Retype all the items below exactly as they appear, but leave out the pictures.

+++

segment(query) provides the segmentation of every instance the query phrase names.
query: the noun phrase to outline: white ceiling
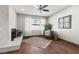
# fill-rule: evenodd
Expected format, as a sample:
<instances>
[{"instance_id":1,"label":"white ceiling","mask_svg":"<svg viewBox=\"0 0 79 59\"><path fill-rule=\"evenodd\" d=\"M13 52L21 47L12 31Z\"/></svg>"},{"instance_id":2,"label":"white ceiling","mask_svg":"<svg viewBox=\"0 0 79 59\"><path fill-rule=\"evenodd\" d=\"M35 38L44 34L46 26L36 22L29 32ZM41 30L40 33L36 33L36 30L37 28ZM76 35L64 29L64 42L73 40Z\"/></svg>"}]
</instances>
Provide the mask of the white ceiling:
<instances>
[{"instance_id":1,"label":"white ceiling","mask_svg":"<svg viewBox=\"0 0 79 59\"><path fill-rule=\"evenodd\" d=\"M13 5L12 6L17 13L28 14L28 15L38 15L38 16L50 16L67 8L68 5L48 5L45 9L50 10L49 12L40 13L39 10L33 7L33 5Z\"/></svg>"}]
</instances>

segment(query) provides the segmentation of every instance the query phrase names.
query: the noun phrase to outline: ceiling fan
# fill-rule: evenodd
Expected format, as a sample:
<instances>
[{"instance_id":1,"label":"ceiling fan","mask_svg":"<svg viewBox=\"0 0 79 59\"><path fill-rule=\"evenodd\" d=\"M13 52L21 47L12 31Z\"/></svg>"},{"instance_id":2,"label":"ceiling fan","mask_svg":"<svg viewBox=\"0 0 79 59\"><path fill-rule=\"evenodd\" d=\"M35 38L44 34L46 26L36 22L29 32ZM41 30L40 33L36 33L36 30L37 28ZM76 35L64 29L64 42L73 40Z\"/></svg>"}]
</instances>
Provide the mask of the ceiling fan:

+++

Response –
segment(query) provides the segmentation of every instance the query phrase names.
query: the noun phrase to outline: white ceiling
# fill-rule: evenodd
Expected format, as a sample:
<instances>
[{"instance_id":1,"label":"white ceiling","mask_svg":"<svg viewBox=\"0 0 79 59\"><path fill-rule=\"evenodd\" d=\"M13 52L21 47L12 31Z\"/></svg>"},{"instance_id":2,"label":"white ceiling","mask_svg":"<svg viewBox=\"0 0 79 59\"><path fill-rule=\"evenodd\" d=\"M35 38L44 34L46 26L36 22L29 32ZM41 30L40 33L36 33L36 30L37 28ZM76 35L64 29L64 42L73 40Z\"/></svg>"}]
</instances>
Provide the mask of the white ceiling:
<instances>
[{"instance_id":1,"label":"white ceiling","mask_svg":"<svg viewBox=\"0 0 79 59\"><path fill-rule=\"evenodd\" d=\"M13 5L12 6L17 13L28 14L28 15L38 15L38 16L50 16L67 8L68 5L48 5L45 9L50 10L49 12L40 13L39 10L33 7L33 5Z\"/></svg>"}]
</instances>

segment(query) provides the segmentation of every instance the query phrase names.
query: the noun phrase to outline: ceiling fan
# fill-rule: evenodd
Expected format, as a sample:
<instances>
[{"instance_id":1,"label":"ceiling fan","mask_svg":"<svg viewBox=\"0 0 79 59\"><path fill-rule=\"evenodd\" d=\"M13 52L21 47L12 31Z\"/></svg>"},{"instance_id":2,"label":"ceiling fan","mask_svg":"<svg viewBox=\"0 0 79 59\"><path fill-rule=\"evenodd\" d=\"M35 38L44 34L46 26L36 22L29 32ZM41 30L40 33L36 33L36 30L37 28ZM76 35L64 29L64 42L73 40Z\"/></svg>"}]
</instances>
Provide the mask of the ceiling fan:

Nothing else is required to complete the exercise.